» **Exercise objective**
Render each line of the material below as a string in a single JSON list, one string per line, omitting blank lines.

» **Information supplied**
[Begin]
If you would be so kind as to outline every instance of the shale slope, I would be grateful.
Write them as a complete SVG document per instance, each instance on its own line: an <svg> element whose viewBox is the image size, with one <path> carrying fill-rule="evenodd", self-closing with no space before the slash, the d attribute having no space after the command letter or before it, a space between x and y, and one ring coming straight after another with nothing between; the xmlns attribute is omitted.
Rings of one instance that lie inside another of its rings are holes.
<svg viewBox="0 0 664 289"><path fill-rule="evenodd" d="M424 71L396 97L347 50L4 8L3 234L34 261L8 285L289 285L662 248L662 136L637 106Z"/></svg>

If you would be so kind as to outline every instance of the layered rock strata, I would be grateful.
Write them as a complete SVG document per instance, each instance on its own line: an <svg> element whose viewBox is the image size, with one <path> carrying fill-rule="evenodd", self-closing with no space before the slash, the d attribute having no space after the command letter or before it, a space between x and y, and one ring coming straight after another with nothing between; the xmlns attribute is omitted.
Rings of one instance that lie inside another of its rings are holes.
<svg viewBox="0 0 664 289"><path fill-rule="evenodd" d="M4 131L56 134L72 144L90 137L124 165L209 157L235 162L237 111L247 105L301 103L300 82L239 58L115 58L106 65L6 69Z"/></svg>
[End]
» **Completed task**
[
  "If you would be so kind as to outline every instance of the shale slope, I would be grateful.",
  "Write them as a complete SVG document per instance, each instance on its own line: an <svg> element whose viewBox is the image size, with one <path> carrying fill-rule=\"evenodd\", self-closing with no space before the slash, the d attribute having no space after the command letter or before it, a space between x and y, and one ring coming straight after another with nothing between; the xmlns attribute is omitted.",
  "Rings of one instance that lie inside another of its rings are holes.",
  "<svg viewBox=\"0 0 664 289\"><path fill-rule=\"evenodd\" d=\"M424 71L396 97L347 50L4 8L3 234L34 261L8 285L289 285L662 248L662 136L637 106Z\"/></svg>",
  "If you would be so kind as to outline every instance of the layered rock strata, I would be grateful.",
  "Write them as a complete SVG document per instance, each instance on its own line: an <svg> element whose viewBox is the image size, with one <path> carrying fill-rule=\"evenodd\", self-closing with no space before the slash, the d attribute having no space after the command letter or before it, a space between x and y, and one ring coming straight after another with nothing between; the xmlns attribute is omitted.",
  "Rings of one instance that lie inside another of its rings are holes.",
  "<svg viewBox=\"0 0 664 289\"><path fill-rule=\"evenodd\" d=\"M4 131L56 134L72 144L90 137L124 165L209 157L235 162L237 111L247 105L301 103L300 82L239 58L115 58L106 65L6 69Z\"/></svg>"
]